start Provided information
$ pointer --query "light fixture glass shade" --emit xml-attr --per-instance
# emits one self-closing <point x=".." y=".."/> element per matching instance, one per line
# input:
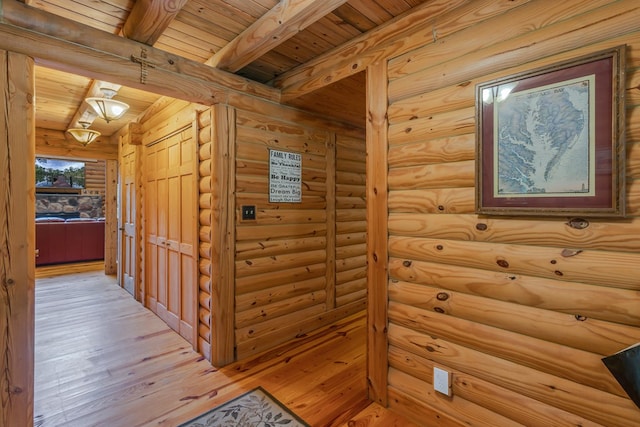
<point x="108" y="109"/>
<point x="84" y="136"/>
end Provided information
Transcribe every line of the records above verbatim, omitting the pictures.

## Solution for this exercise
$ pointer --query "light fixture glass shade" --emit xml-attr --per-instance
# emits one self-closing <point x=".." y=".."/> element per matching instance, one per line
# input:
<point x="108" y="109"/>
<point x="84" y="136"/>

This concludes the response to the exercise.